## [Task prompt]
Find the word "coating" below. Copy each line that has it.
● ● ● ● ● ● ●
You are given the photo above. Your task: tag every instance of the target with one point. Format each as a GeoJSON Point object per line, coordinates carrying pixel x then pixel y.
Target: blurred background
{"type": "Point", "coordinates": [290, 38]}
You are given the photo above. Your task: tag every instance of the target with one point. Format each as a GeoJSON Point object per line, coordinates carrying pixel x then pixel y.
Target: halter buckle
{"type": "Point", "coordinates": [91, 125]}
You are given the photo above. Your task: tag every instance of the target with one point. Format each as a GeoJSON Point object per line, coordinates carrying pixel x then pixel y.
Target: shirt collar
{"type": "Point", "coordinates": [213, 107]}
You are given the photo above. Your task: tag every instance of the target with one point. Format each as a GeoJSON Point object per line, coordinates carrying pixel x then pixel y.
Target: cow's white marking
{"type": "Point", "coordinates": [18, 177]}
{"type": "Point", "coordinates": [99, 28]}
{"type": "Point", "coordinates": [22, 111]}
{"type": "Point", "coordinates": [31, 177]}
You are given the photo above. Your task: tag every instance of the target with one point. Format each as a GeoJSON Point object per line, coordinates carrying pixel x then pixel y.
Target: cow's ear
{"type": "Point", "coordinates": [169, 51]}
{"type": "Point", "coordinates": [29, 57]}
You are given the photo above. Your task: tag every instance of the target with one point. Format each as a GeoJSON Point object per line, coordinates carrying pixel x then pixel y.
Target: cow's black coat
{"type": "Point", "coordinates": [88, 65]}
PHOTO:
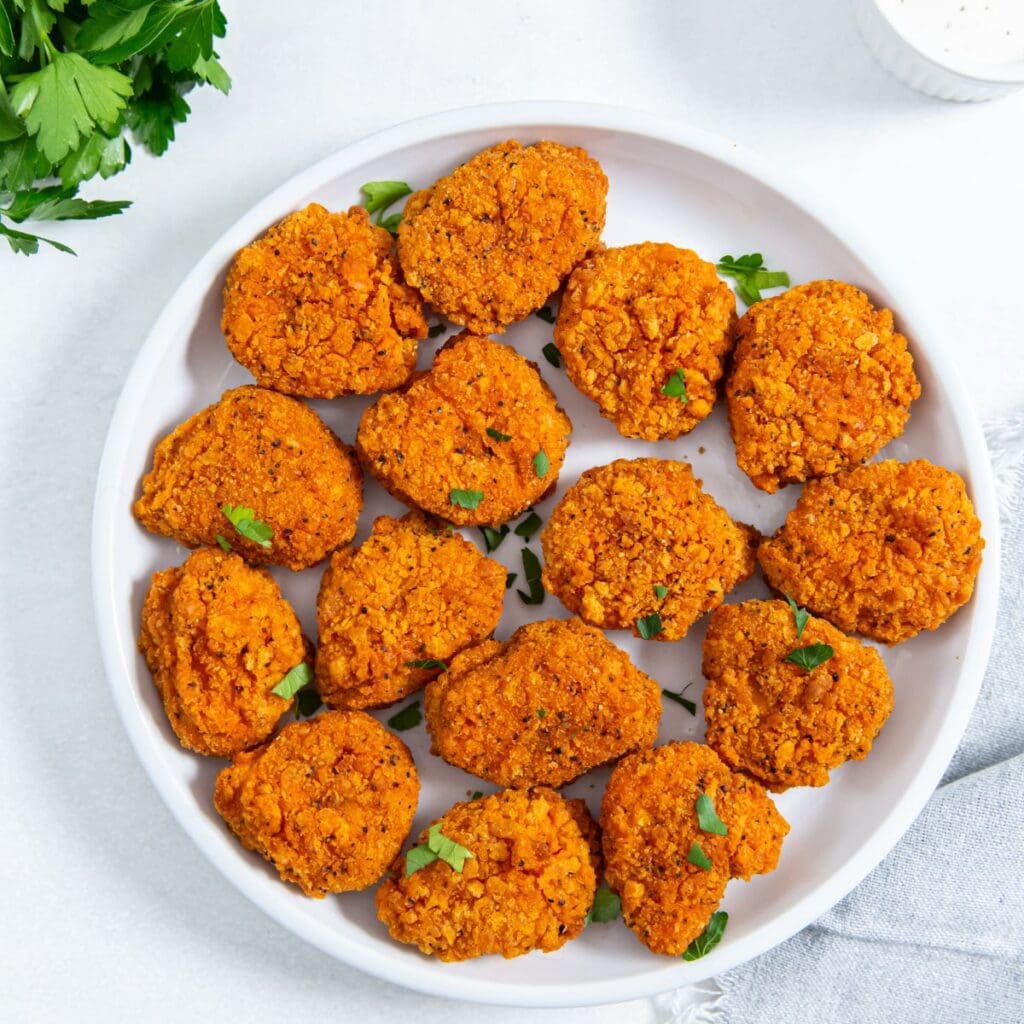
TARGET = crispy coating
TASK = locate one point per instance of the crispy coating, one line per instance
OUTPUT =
● ● ● ● ● ● ●
## [Solution]
TARGET = crispy coating
TASK = locate one point per instance of the crispy coating, one line per instance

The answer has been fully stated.